### [ACTIVITY]
Filter these entries, keeping only lines that hold the word "channel".

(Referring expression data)
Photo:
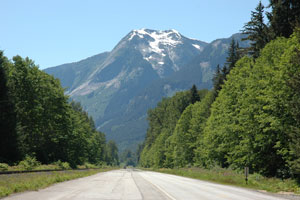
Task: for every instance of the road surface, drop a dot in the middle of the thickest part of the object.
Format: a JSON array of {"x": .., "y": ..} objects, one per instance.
[{"x": 138, "y": 185}]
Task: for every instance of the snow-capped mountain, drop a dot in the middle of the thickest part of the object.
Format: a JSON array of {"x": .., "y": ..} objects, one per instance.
[
  {"x": 118, "y": 87},
  {"x": 165, "y": 50}
]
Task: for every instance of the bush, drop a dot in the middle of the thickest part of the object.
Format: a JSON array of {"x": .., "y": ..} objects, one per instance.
[
  {"x": 29, "y": 163},
  {"x": 62, "y": 165},
  {"x": 90, "y": 166},
  {"x": 3, "y": 167}
]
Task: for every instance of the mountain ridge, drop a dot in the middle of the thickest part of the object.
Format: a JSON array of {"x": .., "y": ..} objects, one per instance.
[{"x": 118, "y": 87}]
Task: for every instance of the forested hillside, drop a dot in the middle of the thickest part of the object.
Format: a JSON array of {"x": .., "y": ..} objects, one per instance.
[
  {"x": 38, "y": 120},
  {"x": 250, "y": 118}
]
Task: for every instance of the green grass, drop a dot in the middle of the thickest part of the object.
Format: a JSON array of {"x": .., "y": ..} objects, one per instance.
[
  {"x": 33, "y": 181},
  {"x": 231, "y": 177}
]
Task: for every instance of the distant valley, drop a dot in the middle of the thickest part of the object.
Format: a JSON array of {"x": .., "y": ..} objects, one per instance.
[{"x": 118, "y": 87}]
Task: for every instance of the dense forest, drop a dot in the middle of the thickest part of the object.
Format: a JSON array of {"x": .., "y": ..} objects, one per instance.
[
  {"x": 38, "y": 120},
  {"x": 251, "y": 117}
]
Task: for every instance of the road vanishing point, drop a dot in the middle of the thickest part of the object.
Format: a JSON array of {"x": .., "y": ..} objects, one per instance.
[{"x": 129, "y": 184}]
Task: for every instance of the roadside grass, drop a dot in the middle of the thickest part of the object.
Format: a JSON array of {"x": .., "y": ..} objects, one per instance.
[
  {"x": 231, "y": 177},
  {"x": 13, "y": 183}
]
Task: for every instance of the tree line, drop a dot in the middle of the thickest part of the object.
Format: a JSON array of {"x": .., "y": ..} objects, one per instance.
[
  {"x": 250, "y": 118},
  {"x": 37, "y": 119}
]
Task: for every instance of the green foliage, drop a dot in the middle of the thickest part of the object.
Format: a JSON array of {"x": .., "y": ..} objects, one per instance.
[
  {"x": 62, "y": 165},
  {"x": 112, "y": 157},
  {"x": 284, "y": 17},
  {"x": 194, "y": 94},
  {"x": 257, "y": 31},
  {"x": 158, "y": 149},
  {"x": 254, "y": 121},
  {"x": 29, "y": 163},
  {"x": 37, "y": 119},
  {"x": 3, "y": 167},
  {"x": 237, "y": 178},
  {"x": 13, "y": 183}
]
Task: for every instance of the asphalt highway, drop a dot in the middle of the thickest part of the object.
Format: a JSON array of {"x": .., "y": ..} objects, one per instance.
[{"x": 140, "y": 185}]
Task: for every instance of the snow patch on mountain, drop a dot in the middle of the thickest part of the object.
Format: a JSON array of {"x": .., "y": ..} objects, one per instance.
[{"x": 197, "y": 47}]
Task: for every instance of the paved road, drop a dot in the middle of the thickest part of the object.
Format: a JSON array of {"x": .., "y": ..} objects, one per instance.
[{"x": 136, "y": 185}]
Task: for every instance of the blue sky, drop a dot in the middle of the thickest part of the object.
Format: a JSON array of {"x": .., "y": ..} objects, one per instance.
[{"x": 53, "y": 32}]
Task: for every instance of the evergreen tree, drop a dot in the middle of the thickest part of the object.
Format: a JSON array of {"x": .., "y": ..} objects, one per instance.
[
  {"x": 218, "y": 80},
  {"x": 194, "y": 94},
  {"x": 256, "y": 31},
  {"x": 233, "y": 56},
  {"x": 8, "y": 142},
  {"x": 284, "y": 17}
]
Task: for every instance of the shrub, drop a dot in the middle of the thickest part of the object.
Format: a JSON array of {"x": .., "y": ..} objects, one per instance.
[
  {"x": 89, "y": 165},
  {"x": 62, "y": 165},
  {"x": 29, "y": 163},
  {"x": 3, "y": 167}
]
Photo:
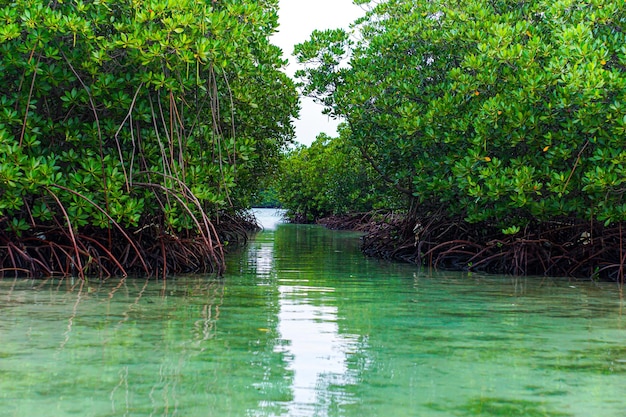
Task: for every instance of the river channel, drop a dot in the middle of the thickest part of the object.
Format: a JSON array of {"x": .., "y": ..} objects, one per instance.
[{"x": 303, "y": 325}]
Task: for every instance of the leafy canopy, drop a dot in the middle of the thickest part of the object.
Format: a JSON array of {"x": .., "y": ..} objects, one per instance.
[{"x": 501, "y": 110}]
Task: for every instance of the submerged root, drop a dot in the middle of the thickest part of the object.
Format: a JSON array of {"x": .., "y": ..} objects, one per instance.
[{"x": 46, "y": 252}]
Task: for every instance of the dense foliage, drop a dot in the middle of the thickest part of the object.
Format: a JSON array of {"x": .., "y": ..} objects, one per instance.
[
  {"x": 144, "y": 116},
  {"x": 503, "y": 111},
  {"x": 328, "y": 178}
]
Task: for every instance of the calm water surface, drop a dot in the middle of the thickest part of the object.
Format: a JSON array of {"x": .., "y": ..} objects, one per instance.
[{"x": 303, "y": 325}]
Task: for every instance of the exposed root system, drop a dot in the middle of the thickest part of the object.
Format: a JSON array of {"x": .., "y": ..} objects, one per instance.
[
  {"x": 104, "y": 253},
  {"x": 564, "y": 247}
]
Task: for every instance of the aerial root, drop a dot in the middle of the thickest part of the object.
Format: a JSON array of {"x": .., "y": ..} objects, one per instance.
[{"x": 563, "y": 247}]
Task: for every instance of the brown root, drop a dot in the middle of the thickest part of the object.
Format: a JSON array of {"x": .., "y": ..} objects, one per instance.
[{"x": 563, "y": 247}]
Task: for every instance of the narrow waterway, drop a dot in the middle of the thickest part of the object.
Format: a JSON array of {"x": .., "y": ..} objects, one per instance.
[{"x": 303, "y": 325}]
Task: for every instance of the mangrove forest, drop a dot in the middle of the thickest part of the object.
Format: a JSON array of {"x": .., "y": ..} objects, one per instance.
[{"x": 476, "y": 135}]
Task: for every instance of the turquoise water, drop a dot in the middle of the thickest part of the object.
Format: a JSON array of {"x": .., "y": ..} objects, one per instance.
[{"x": 303, "y": 325}]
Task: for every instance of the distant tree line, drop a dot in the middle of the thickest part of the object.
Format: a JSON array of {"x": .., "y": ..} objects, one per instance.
[{"x": 506, "y": 116}]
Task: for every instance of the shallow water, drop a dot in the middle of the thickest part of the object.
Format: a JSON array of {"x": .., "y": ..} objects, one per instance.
[{"x": 303, "y": 325}]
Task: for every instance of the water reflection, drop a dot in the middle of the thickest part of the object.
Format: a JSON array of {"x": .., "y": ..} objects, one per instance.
[
  {"x": 303, "y": 325},
  {"x": 315, "y": 351},
  {"x": 318, "y": 352}
]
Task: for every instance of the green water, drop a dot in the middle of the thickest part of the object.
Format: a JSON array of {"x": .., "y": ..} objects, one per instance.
[{"x": 303, "y": 325}]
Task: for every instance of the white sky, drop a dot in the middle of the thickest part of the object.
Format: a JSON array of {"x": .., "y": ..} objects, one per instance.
[{"x": 297, "y": 19}]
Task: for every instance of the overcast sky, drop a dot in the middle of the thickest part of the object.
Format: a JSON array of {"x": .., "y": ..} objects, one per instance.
[{"x": 298, "y": 18}]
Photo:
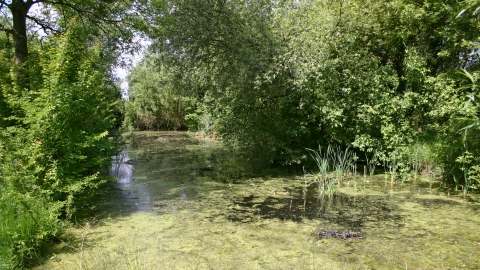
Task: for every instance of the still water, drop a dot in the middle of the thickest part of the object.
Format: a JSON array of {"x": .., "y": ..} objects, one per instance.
[{"x": 182, "y": 202}]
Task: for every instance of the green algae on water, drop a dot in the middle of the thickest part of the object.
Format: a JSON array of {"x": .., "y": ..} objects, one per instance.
[{"x": 179, "y": 208}]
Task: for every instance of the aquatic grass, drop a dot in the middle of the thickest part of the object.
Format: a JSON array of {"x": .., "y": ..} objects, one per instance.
[{"x": 416, "y": 164}]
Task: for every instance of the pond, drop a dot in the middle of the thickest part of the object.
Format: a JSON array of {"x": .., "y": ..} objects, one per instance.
[{"x": 182, "y": 202}]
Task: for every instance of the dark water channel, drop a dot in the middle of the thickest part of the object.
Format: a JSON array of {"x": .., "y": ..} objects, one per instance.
[{"x": 189, "y": 203}]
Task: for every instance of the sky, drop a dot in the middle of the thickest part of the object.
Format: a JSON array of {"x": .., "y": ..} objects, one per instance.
[{"x": 122, "y": 72}]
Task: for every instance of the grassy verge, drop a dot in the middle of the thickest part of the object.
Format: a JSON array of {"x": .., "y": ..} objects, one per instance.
[{"x": 26, "y": 224}]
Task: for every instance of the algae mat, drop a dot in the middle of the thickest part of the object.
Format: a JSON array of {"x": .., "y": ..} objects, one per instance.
[{"x": 187, "y": 203}]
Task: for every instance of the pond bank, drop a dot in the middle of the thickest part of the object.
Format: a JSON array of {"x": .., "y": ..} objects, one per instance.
[{"x": 172, "y": 209}]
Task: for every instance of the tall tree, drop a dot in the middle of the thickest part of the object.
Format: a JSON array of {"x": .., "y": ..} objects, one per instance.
[{"x": 53, "y": 16}]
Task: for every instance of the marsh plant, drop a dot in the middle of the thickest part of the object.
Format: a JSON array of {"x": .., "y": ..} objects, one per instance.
[{"x": 342, "y": 163}]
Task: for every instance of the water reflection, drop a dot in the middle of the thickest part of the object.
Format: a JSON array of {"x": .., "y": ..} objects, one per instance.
[{"x": 135, "y": 193}]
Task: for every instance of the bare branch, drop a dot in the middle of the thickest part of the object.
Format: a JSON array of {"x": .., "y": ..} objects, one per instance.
[{"x": 44, "y": 26}]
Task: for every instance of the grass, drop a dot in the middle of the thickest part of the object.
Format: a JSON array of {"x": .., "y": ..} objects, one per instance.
[
  {"x": 26, "y": 224},
  {"x": 242, "y": 226}
]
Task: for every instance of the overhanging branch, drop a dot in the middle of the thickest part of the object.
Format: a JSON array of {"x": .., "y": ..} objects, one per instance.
[{"x": 44, "y": 26}]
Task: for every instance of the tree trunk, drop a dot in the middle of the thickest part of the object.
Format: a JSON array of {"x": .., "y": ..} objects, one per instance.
[{"x": 19, "y": 11}]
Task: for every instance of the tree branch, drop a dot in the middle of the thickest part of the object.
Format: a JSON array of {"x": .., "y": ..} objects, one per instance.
[{"x": 42, "y": 24}]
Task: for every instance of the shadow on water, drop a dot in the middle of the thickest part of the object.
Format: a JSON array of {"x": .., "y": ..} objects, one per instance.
[
  {"x": 160, "y": 172},
  {"x": 342, "y": 210}
]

### [RESPONSE TO THIS TASK]
Task: for every instance of the river channel, drop a dot in the middle of the thickest part of the object.
Task: for every instance of the dark water channel, drop a dot in the middle of the thickest part of the object.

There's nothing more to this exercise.